(Records from a dataset)
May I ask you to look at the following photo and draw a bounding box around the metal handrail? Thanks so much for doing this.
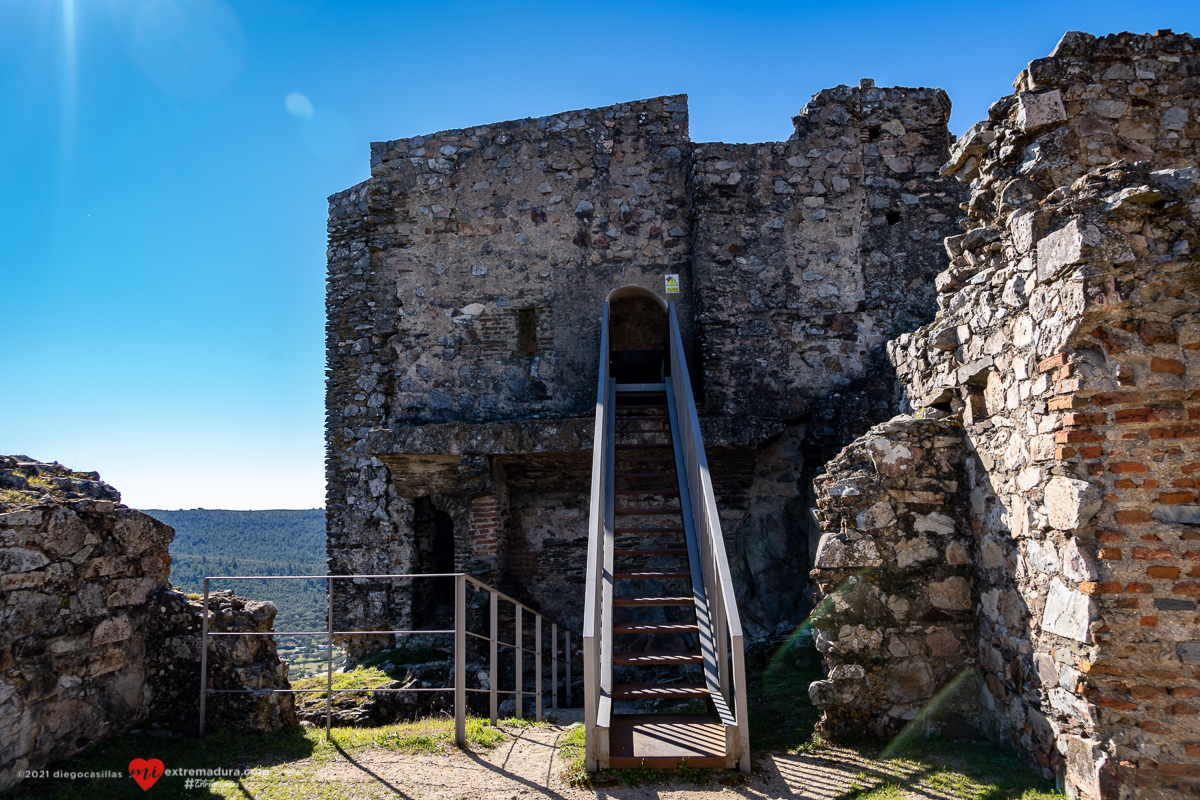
[199,573,573,744]
[666,302,750,772]
[582,301,612,771]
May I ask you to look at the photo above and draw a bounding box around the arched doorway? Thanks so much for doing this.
[607,286,667,384]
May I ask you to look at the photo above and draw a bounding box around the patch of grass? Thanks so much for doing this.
[835,739,1063,800]
[497,716,544,729]
[558,724,588,786]
[747,641,824,752]
[291,666,394,706]
[791,731,826,754]
[319,715,509,755]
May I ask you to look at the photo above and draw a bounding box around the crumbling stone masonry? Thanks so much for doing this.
[809,416,980,739]
[325,86,965,647]
[0,457,294,791]
[811,30,1200,800]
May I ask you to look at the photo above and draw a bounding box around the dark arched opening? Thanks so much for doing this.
[608,286,667,383]
[412,497,455,627]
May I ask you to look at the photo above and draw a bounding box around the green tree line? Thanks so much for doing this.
[143,508,328,633]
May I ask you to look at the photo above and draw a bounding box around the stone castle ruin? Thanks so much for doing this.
[326,28,1200,797]
[0,25,1196,800]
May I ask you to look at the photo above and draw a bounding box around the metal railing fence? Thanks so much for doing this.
[667,302,750,771]
[199,573,572,745]
[582,301,611,772]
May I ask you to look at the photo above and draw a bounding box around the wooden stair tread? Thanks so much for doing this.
[613,596,694,607]
[615,443,673,449]
[615,472,676,478]
[608,714,725,769]
[615,489,679,495]
[612,684,709,699]
[613,652,702,665]
[614,527,683,533]
[615,508,682,515]
[614,548,687,555]
[614,571,690,579]
[613,622,699,633]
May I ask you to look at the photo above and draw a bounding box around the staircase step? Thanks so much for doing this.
[615,489,679,496]
[613,652,703,665]
[614,527,683,533]
[615,508,682,515]
[609,714,725,769]
[612,684,709,699]
[615,473,676,478]
[614,548,687,556]
[614,571,690,580]
[614,456,674,462]
[613,622,699,634]
[615,443,672,449]
[615,416,669,420]
[617,404,668,409]
[613,596,694,607]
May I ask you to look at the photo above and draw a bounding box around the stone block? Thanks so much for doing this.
[1015,90,1067,131]
[1036,219,1101,284]
[929,577,972,611]
[1043,476,1101,531]
[888,661,935,703]
[1153,504,1200,525]
[0,547,49,574]
[814,534,882,568]
[855,500,897,530]
[1041,578,1093,642]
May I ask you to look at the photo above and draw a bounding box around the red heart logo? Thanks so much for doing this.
[129,758,164,791]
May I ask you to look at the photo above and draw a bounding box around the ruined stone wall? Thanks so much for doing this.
[326,98,695,640]
[690,82,963,420]
[808,416,978,738]
[806,30,1200,800]
[0,457,293,791]
[368,94,694,426]
[689,84,967,636]
[327,87,964,642]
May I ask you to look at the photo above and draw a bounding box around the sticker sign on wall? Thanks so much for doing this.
[664,274,680,294]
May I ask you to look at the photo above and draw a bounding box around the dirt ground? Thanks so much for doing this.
[265,711,881,800]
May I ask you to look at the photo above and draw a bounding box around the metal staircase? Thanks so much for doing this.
[583,301,750,772]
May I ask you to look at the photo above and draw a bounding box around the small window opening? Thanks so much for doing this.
[867,126,882,142]
[885,210,902,226]
[516,308,537,356]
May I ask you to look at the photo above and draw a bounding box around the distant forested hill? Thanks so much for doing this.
[143,509,327,633]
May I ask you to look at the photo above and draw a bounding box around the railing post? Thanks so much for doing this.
[515,605,523,719]
[199,577,209,736]
[326,576,333,740]
[565,630,571,709]
[535,615,542,721]
[489,590,498,725]
[454,574,466,746]
[551,622,558,711]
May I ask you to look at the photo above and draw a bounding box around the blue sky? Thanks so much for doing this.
[2,0,1197,510]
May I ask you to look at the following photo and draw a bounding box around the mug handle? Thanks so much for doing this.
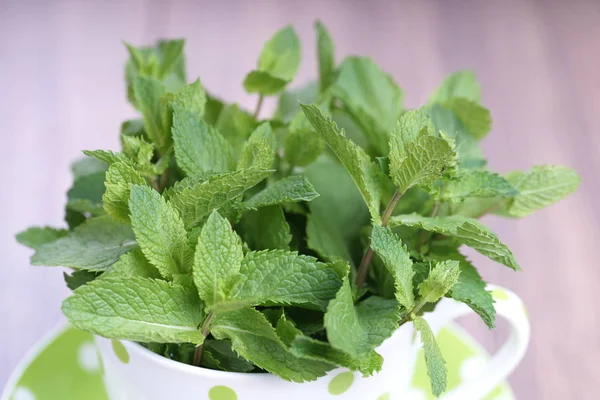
[425,284,530,400]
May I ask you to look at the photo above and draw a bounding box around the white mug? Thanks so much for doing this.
[95,284,530,400]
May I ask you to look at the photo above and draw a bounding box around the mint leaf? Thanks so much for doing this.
[102,248,161,279]
[275,82,318,123]
[31,217,136,271]
[215,104,258,157]
[239,206,292,250]
[103,162,146,223]
[429,70,480,103]
[370,226,415,309]
[133,76,171,152]
[417,260,461,305]
[71,157,108,179]
[439,170,517,203]
[172,107,233,175]
[192,210,243,306]
[168,169,272,229]
[390,214,519,270]
[64,270,101,291]
[82,150,128,167]
[243,26,300,95]
[237,122,275,170]
[284,111,326,167]
[211,307,332,382]
[201,339,255,372]
[505,165,580,217]
[170,79,206,117]
[325,274,399,357]
[413,317,447,397]
[442,98,491,140]
[62,277,205,344]
[301,104,383,223]
[228,250,343,311]
[330,57,403,154]
[315,20,335,92]
[129,185,192,278]
[452,261,495,328]
[67,171,106,215]
[244,175,319,209]
[16,227,68,250]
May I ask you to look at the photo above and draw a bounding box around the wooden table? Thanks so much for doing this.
[1,1,598,398]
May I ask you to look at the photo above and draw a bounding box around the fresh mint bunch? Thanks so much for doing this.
[17,22,580,396]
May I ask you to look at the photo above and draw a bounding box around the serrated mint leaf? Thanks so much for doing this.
[102,248,161,280]
[244,175,319,209]
[103,162,146,223]
[133,76,171,152]
[129,185,192,278]
[16,227,68,250]
[31,216,136,271]
[62,277,205,344]
[121,118,145,138]
[227,250,343,311]
[451,260,495,328]
[390,214,520,270]
[440,170,517,203]
[211,308,332,382]
[330,57,403,154]
[301,104,383,223]
[71,157,108,179]
[417,260,461,305]
[172,107,233,176]
[505,165,580,217]
[442,97,491,140]
[413,317,447,397]
[168,169,272,229]
[237,122,275,170]
[284,111,326,167]
[239,206,291,250]
[170,79,206,117]
[370,226,415,309]
[121,135,154,168]
[193,210,243,306]
[429,70,480,104]
[83,150,128,167]
[64,270,101,291]
[243,26,300,95]
[215,104,258,157]
[67,171,106,215]
[274,82,318,123]
[325,274,399,357]
[315,20,335,92]
[201,339,255,372]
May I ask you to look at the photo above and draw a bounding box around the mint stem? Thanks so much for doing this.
[416,186,445,252]
[192,311,215,366]
[355,189,404,288]
[253,94,264,119]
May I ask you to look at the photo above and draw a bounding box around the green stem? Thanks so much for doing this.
[253,94,264,119]
[398,297,429,328]
[355,189,404,288]
[416,186,446,252]
[192,311,215,367]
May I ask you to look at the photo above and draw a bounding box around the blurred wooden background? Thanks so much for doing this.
[1,0,599,398]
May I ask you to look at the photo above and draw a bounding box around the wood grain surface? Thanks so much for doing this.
[1,1,598,398]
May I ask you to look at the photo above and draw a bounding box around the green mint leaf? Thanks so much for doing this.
[301,104,383,223]
[120,135,155,170]
[67,171,106,216]
[82,150,128,166]
[413,317,447,397]
[64,270,101,291]
[239,206,292,250]
[192,210,243,306]
[129,185,192,278]
[168,169,272,229]
[330,57,404,154]
[211,307,332,382]
[442,98,491,140]
[16,227,68,250]
[71,156,108,180]
[133,76,171,152]
[325,274,399,357]
[237,122,276,170]
[172,107,233,176]
[31,216,136,271]
[440,170,518,203]
[243,26,301,95]
[429,70,480,104]
[315,20,335,92]
[62,277,205,344]
[102,248,161,280]
[244,175,319,209]
[201,339,255,372]
[284,111,326,167]
[121,118,145,138]
[370,226,415,309]
[215,104,258,158]
[103,162,146,223]
[275,82,318,123]
[228,250,343,311]
[390,214,520,270]
[170,79,206,117]
[505,165,580,217]
[417,260,461,305]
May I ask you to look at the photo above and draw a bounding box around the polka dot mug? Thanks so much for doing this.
[95,285,529,400]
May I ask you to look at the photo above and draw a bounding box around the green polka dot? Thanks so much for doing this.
[492,289,509,301]
[377,393,391,400]
[208,385,237,400]
[111,340,129,364]
[328,371,354,395]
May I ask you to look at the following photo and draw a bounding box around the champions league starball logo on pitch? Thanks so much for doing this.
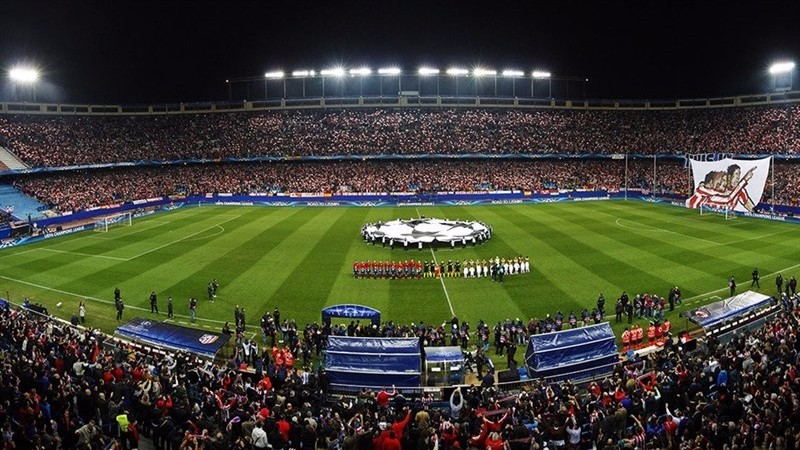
[362,218,491,248]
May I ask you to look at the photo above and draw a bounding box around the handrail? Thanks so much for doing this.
[3,90,800,116]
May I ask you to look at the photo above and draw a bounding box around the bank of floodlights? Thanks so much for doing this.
[280,66,554,79]
[349,67,372,76]
[769,61,795,74]
[320,67,346,77]
[446,68,469,76]
[378,67,401,75]
[502,70,524,77]
[473,68,497,77]
[9,67,39,83]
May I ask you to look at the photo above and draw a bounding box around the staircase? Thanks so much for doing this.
[0,147,29,171]
[0,185,48,220]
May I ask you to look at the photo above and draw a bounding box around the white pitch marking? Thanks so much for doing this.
[35,248,128,261]
[417,207,455,317]
[0,275,261,329]
[125,215,241,260]
[183,225,225,242]
[0,248,38,260]
[613,217,720,245]
[716,228,794,247]
[679,261,800,304]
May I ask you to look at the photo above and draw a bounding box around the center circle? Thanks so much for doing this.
[362,218,492,247]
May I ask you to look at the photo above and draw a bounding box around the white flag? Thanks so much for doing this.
[685,157,771,212]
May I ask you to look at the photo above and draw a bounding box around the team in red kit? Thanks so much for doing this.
[354,260,424,279]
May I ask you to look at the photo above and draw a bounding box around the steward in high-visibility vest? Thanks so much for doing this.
[621,328,631,350]
[647,324,656,343]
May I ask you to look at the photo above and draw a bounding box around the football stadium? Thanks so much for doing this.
[2,85,800,450]
[2,4,800,449]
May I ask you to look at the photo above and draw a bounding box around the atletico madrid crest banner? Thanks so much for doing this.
[685,157,771,212]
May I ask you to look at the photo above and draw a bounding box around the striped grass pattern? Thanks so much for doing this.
[1,201,797,340]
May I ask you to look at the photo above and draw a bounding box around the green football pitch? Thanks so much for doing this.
[0,201,797,342]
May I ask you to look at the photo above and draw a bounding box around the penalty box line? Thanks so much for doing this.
[0,275,261,330]
[416,208,456,317]
[681,261,800,306]
[6,215,242,263]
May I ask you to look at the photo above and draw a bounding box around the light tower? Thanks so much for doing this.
[9,67,40,102]
[769,61,795,91]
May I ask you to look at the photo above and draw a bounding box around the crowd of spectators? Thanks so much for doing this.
[0,159,675,213]
[1,104,800,167]
[1,288,799,450]
[0,207,13,227]
[8,159,800,213]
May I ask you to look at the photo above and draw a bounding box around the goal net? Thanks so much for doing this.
[699,204,737,220]
[94,212,133,232]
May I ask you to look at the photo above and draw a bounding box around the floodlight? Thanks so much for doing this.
[532,71,551,79]
[446,68,469,76]
[473,68,496,77]
[502,70,524,77]
[320,67,345,77]
[349,68,372,76]
[9,67,39,83]
[418,67,440,76]
[378,67,401,75]
[769,61,795,74]
[292,70,312,77]
[264,71,285,79]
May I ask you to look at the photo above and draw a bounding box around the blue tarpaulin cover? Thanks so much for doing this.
[115,317,230,358]
[325,336,421,389]
[686,290,772,329]
[424,346,465,363]
[424,346,465,386]
[524,323,618,382]
[321,304,381,326]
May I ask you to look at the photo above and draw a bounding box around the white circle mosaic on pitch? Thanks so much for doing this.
[362,218,491,246]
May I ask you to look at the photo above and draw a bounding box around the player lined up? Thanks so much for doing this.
[354,260,423,279]
[353,256,530,280]
[459,256,530,279]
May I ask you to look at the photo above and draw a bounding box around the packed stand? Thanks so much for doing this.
[12,158,800,214]
[3,288,800,450]
[10,159,634,213]
[1,104,800,167]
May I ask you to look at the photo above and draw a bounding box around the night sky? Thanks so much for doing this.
[2,0,800,104]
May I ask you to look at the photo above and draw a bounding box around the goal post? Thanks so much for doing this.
[93,211,133,232]
[699,204,736,220]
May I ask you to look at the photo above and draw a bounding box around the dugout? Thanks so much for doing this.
[685,290,777,344]
[325,336,421,391]
[424,346,465,386]
[524,323,619,383]
[115,317,230,360]
[321,304,381,327]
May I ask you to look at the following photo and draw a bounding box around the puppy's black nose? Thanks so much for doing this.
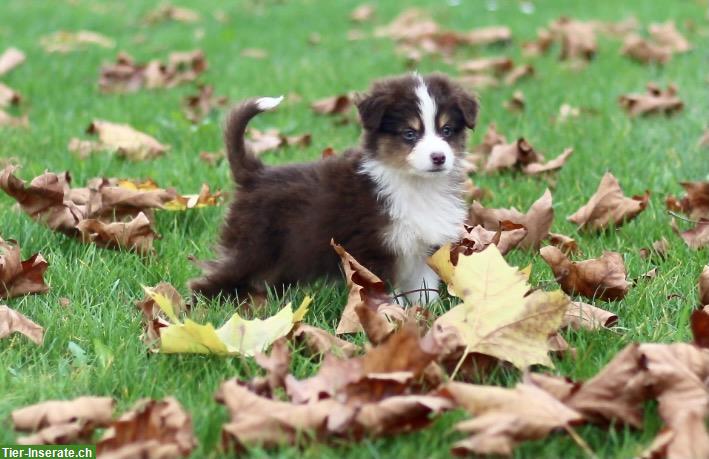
[430,152,446,166]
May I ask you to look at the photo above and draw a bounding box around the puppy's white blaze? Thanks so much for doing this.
[410,77,454,173]
[255,96,284,111]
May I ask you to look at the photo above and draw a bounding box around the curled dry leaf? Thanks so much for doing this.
[76,212,156,255]
[639,237,670,261]
[0,237,49,299]
[332,241,405,341]
[0,109,28,128]
[562,301,618,331]
[649,21,691,53]
[0,82,21,108]
[0,47,25,76]
[458,57,513,75]
[141,285,310,356]
[350,4,375,22]
[292,323,359,358]
[144,4,200,24]
[567,172,648,231]
[97,397,197,459]
[442,381,583,456]
[457,74,499,90]
[550,17,597,61]
[12,396,114,444]
[666,181,709,220]
[464,26,512,46]
[78,120,169,161]
[473,123,507,155]
[503,91,525,112]
[619,83,683,117]
[248,338,291,397]
[540,246,630,301]
[199,150,224,166]
[99,51,206,93]
[311,93,353,115]
[0,305,44,345]
[675,219,709,250]
[182,85,227,123]
[699,130,709,148]
[503,64,534,86]
[546,232,580,255]
[429,244,569,370]
[621,34,672,65]
[449,223,528,262]
[522,28,553,56]
[247,128,312,156]
[522,148,573,175]
[468,189,554,249]
[485,138,543,173]
[40,31,114,53]
[136,282,186,346]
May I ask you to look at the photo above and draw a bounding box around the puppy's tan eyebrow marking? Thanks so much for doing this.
[408,117,421,131]
[438,112,451,128]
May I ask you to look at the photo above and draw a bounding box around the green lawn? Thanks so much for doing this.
[1,0,708,457]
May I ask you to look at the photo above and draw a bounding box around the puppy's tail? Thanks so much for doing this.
[224,96,284,185]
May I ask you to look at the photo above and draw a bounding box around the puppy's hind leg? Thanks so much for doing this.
[188,258,253,304]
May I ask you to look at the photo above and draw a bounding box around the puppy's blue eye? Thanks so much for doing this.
[402,129,417,141]
[441,125,452,137]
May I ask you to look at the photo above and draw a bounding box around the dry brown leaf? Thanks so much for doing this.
[144,4,200,24]
[0,305,43,345]
[640,237,670,260]
[97,397,197,459]
[593,17,639,38]
[540,246,630,301]
[136,282,186,347]
[666,181,709,220]
[100,51,206,93]
[621,34,672,65]
[468,189,553,249]
[441,381,583,456]
[81,120,169,161]
[676,220,709,249]
[182,85,227,123]
[0,47,25,76]
[0,82,21,108]
[503,64,534,86]
[239,48,268,59]
[332,241,405,340]
[700,266,709,307]
[249,338,291,397]
[350,4,375,22]
[247,128,312,157]
[546,232,580,255]
[458,57,513,75]
[292,323,359,358]
[555,103,581,123]
[485,138,543,173]
[473,123,507,155]
[640,412,709,459]
[12,396,114,433]
[522,148,574,175]
[463,26,512,46]
[619,83,683,117]
[699,130,709,148]
[503,91,525,113]
[0,109,28,128]
[0,237,49,300]
[649,21,691,53]
[550,17,597,61]
[567,172,648,231]
[199,150,224,166]
[40,31,114,53]
[562,301,618,331]
[77,212,156,255]
[522,28,553,56]
[457,74,499,90]
[449,223,527,261]
[311,94,353,115]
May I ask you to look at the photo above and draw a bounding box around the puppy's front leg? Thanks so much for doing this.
[397,257,441,304]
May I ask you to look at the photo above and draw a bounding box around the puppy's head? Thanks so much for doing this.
[356,73,478,175]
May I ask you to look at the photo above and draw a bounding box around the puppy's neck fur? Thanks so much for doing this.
[359,157,466,254]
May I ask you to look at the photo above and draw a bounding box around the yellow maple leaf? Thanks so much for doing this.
[143,286,310,356]
[429,245,568,370]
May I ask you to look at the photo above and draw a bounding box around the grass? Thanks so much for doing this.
[0,0,707,457]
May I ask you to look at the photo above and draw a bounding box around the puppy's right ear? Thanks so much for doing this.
[355,92,389,131]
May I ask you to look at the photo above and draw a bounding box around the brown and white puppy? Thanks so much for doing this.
[189,72,478,303]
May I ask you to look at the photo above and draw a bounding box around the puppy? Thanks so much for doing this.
[189,72,478,303]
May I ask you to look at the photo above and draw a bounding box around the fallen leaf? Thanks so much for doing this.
[0,82,21,108]
[0,305,44,345]
[546,232,580,255]
[39,31,114,53]
[350,4,375,22]
[503,64,535,86]
[0,238,49,299]
[99,51,206,93]
[144,3,200,24]
[97,397,197,458]
[311,94,353,115]
[0,109,28,128]
[540,246,630,301]
[458,57,513,75]
[292,323,359,358]
[522,28,553,56]
[619,83,683,117]
[247,128,312,156]
[248,338,291,397]
[136,282,186,347]
[639,237,670,260]
[593,17,639,38]
[239,48,268,59]
[0,47,25,76]
[468,189,554,249]
[182,85,227,123]
[675,219,709,249]
[449,223,528,261]
[649,21,691,53]
[699,130,709,148]
[550,17,597,61]
[555,103,581,123]
[80,120,169,161]
[143,285,310,356]
[700,266,709,306]
[621,34,672,64]
[463,26,512,46]
[503,91,525,112]
[562,301,618,330]
[457,74,499,90]
[76,212,156,255]
[666,181,709,220]
[430,244,568,369]
[472,123,507,155]
[522,148,574,175]
[12,396,114,441]
[567,172,648,231]
[441,381,583,456]
[485,138,543,173]
[199,150,224,166]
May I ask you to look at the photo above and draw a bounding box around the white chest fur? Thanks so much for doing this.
[360,159,466,296]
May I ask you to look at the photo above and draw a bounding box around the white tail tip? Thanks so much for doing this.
[255,96,284,111]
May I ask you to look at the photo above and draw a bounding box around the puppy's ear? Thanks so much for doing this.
[455,91,479,130]
[355,92,389,131]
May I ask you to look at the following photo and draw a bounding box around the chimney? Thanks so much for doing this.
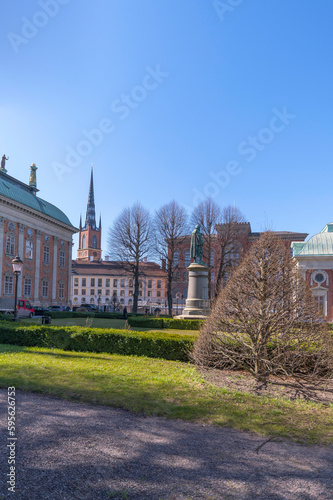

• What this task involves:
With the pictures left out, copy exactly the lines from the line holding "puppy's ear? Thanks so much for doing this." through the final line of the records, including both.

• Answer to this problem:
May I ask you to look at the photo above and draw a bounding box around the puppy's ear? Thanks so much for doing this.
[455,91,479,130]
[355,92,389,131]
May I ask you to look at the following photo and draw a bounding box around the chimney? Thanks so much for doing this.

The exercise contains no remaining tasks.